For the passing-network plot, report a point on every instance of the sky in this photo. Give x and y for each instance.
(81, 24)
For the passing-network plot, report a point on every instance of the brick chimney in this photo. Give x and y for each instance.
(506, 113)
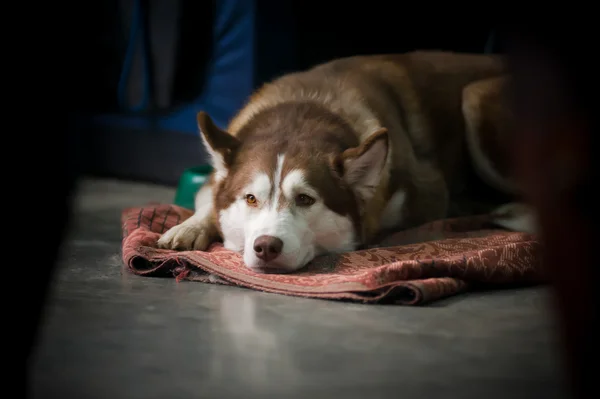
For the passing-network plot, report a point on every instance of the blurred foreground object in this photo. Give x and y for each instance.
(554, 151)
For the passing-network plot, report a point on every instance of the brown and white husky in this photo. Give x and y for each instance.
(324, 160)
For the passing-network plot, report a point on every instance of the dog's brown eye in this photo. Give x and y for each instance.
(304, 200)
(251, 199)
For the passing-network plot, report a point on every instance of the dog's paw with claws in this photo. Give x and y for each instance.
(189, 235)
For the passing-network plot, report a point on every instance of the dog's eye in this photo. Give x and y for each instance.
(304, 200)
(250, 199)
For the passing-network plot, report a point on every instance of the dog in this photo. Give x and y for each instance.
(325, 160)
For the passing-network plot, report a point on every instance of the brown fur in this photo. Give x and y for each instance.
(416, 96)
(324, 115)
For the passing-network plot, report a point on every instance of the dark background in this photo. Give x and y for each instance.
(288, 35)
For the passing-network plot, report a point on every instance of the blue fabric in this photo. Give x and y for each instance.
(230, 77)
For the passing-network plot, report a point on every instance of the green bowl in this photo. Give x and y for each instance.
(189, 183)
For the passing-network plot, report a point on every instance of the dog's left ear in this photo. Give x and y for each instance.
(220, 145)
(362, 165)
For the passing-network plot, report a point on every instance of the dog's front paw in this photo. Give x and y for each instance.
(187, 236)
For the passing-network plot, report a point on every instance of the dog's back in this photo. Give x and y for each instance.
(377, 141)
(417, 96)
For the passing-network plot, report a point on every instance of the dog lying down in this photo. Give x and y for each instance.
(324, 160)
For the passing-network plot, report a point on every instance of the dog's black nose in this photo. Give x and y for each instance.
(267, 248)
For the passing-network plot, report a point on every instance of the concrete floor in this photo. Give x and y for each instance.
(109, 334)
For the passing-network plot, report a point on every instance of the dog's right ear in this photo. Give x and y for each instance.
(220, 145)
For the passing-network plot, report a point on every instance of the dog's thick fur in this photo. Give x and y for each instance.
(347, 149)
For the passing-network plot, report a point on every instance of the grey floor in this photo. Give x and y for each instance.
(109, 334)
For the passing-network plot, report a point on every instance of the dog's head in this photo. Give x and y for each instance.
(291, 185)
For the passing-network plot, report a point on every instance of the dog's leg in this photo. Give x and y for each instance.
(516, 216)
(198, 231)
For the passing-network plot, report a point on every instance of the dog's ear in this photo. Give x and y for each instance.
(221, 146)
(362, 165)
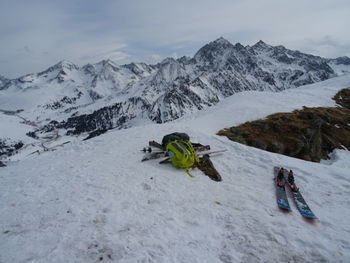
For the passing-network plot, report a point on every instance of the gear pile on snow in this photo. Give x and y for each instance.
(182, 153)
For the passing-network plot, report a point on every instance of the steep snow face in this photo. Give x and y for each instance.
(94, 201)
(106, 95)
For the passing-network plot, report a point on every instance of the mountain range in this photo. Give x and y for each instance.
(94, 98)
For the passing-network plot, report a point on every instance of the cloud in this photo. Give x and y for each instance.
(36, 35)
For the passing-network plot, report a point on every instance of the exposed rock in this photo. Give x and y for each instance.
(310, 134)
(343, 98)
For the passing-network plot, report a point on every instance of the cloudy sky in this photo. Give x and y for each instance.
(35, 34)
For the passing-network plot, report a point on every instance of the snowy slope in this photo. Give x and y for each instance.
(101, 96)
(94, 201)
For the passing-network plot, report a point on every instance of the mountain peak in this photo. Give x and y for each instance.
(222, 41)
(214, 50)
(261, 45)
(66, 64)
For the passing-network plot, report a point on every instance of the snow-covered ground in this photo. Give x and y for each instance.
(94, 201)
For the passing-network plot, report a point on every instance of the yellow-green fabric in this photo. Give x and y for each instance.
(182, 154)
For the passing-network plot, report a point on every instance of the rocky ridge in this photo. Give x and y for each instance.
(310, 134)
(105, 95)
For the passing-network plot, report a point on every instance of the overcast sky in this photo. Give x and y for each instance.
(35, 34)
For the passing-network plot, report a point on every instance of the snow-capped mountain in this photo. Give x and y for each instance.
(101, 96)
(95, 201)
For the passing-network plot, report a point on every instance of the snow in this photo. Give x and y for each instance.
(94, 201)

---

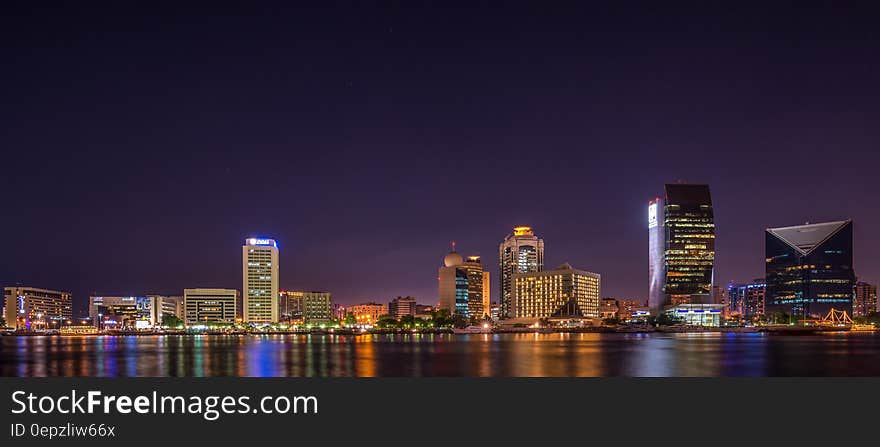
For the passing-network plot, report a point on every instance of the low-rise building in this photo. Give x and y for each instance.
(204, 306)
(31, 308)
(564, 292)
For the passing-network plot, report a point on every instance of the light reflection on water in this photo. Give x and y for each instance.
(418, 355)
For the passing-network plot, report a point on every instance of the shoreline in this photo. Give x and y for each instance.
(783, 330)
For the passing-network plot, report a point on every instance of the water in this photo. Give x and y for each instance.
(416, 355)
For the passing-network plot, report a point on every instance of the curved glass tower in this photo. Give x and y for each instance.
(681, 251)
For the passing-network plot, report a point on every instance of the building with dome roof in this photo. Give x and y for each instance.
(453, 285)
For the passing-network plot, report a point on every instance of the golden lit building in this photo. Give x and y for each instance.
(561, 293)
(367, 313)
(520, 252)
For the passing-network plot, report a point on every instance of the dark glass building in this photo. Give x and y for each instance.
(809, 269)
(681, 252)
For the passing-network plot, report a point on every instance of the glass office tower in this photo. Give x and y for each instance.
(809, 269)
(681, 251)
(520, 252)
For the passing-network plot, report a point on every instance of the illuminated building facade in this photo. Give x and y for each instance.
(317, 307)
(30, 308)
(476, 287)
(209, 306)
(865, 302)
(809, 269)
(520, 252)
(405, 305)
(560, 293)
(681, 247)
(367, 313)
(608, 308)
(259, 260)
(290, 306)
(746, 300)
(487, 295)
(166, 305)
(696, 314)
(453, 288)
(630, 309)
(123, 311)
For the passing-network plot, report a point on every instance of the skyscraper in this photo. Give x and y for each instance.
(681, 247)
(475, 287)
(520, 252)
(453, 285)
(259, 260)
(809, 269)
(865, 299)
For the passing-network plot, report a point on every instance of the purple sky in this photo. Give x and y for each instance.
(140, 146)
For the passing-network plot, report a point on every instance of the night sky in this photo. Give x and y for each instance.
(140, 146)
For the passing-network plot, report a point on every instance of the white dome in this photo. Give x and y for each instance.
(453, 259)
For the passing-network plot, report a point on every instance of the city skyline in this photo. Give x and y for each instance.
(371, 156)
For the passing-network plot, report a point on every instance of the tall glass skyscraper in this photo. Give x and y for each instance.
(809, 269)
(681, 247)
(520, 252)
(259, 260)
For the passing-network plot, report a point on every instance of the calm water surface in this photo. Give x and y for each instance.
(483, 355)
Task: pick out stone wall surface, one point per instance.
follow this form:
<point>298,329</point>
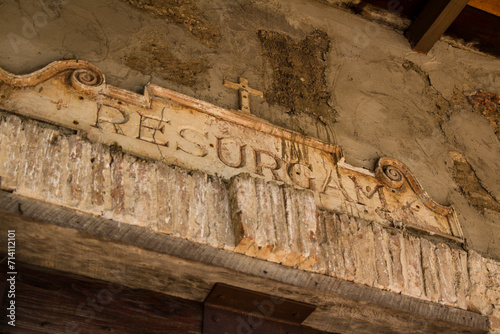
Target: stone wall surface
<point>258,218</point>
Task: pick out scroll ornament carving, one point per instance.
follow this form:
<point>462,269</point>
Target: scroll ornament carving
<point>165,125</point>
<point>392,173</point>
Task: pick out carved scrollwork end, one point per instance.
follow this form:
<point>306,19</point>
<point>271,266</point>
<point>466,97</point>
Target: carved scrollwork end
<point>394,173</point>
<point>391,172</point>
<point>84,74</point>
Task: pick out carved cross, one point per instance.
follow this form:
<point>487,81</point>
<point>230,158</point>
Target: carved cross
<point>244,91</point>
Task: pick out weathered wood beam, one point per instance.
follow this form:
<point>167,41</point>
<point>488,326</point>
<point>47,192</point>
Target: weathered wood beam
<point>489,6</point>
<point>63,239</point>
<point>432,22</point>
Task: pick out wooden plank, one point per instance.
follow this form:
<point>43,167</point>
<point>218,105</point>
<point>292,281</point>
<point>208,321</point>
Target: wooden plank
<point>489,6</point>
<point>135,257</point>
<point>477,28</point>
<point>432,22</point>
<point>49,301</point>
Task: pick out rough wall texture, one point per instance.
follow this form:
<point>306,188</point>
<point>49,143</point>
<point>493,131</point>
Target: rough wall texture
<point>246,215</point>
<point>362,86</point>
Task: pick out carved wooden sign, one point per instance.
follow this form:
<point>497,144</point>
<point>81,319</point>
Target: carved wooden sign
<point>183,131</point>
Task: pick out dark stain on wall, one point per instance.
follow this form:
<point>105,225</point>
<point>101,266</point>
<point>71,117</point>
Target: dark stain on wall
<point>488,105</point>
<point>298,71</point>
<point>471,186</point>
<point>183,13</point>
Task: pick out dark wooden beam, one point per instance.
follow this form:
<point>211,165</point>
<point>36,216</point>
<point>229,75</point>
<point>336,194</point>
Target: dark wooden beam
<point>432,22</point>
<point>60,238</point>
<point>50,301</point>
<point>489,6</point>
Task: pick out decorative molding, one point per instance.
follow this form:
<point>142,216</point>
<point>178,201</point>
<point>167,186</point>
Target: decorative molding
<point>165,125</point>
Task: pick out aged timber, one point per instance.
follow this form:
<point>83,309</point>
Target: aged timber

Prompt.
In the records, copy out word for word everything from the line with "Task: pick out decorative" to the line with "Target: aged timber", including both of those lines.

Solved problem.
Task: pick out decorative molding, one point per instance.
follow this form:
<point>142,216</point>
<point>178,201</point>
<point>167,186</point>
Target: decorative molding
<point>165,125</point>
Task: pick out aged timber, one point per instance.
follow this form:
<point>83,309</point>
Target: aged timber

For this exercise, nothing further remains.